▶ PAGE:
****
[AMDGPU] Lower enqueued blocks and generate runtime metadata

author Yaxun Liu <Yaxun.Liu@amd.com>

Tue, 10 Oct 2017 19:39:48 +0000 (19:39 +0000)

committer Yaxun Liu <Yaxun.Liu@amd.com>

Tue, 10 Oct 2017 19:39:48 +0000 (19:39 +0000)
author Yaxun Liu <Yaxun.Liu@amd.com>
Tue, 10 Oct 2017 19:39:48 +0000 (19:39 +0000)
committer Yaxun Liu <Yaxun.Liu@amd.com>
Tue, 10 Oct 2017 19:39:48 +0000 (19:39 +0000)
diff --git a/docs/AMDGPUUsage.rst b/docs/AMDGPUUsage.rst

index ddcf40d30b5d8a3e29b1efb75e338badf31e77ff..12e97e97f9332432e2dacaaf544c7bd4683d4849 100644 (file)
--- a/docs/AMDGPUUsage.rst
+++ b/docs/AMDGPUUsage.rst
@@ -930,6 +930,16 @@ non-AMD key names should be prefixed by "*vendor-name*.".
  
                                                    Corresponds to the OpenCL
                                                    ``vec_type_hint`` attribute.
+
+     "RuntimeHandle"     string                   The external symbol name
+                                                  associated with a kernel.
****
▶ PROVIDED MATERIAL:
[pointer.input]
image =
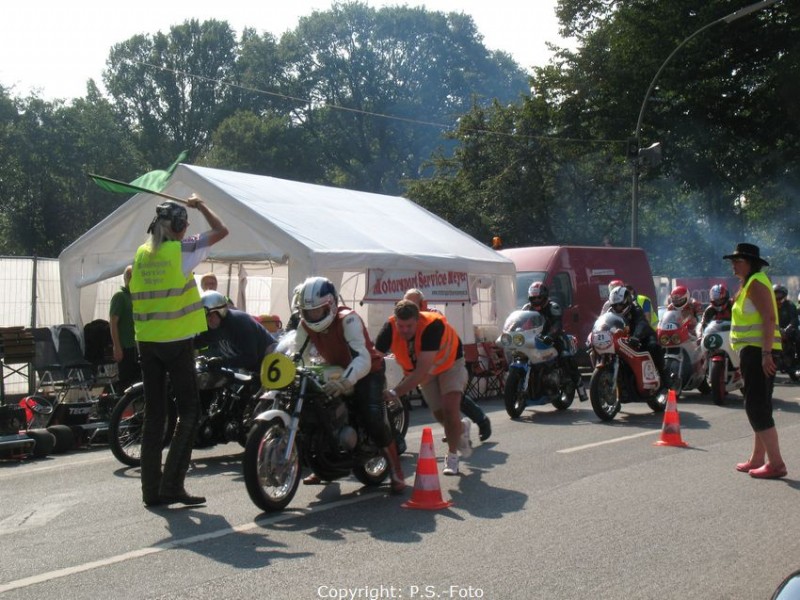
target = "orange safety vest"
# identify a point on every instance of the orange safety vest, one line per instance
****
▶ DIRECTION A: According to the AMDGPU commit page, which documentation file does the change modify?
▶ DIRECTION B: State whether each statement agrees with the AMDGPU commit page. Answer yes or no for each and quote the deciding words. (i) The same person is listed as both author and committer. (ii) The commit is dated in 2018. (iii) Key names that are not from AMD should carry a vendor-name prefix.
▶ DIRECTION C: Using the AMDGPU commit page, explain in one to three sentences what the newly added "RuntimeHandle" entry describes and what type it has.
The material plays no part in this.

▶ COMPLETE OUTPUT A: It modifies docs/AMDGPUUsage.rst.

▶ COMPLETE OUTPUT B:
(i) Yes: "author Yaxun Liu <Yaxun.Liu@amd.com>" and "committer Yaxun Liu <Yaxun.Liu@amd.com>"
(ii) No: "Tue, 10 Oct 2017 19:39:48 +0000"
(iii) Yes: "non-AMD key names should be prefixed by "*vendor-name*.""

▶ COMPLETE OUTPUT C: The "RuntimeHandle" entry has the type string. It holds the external symbol name associated with a kernel.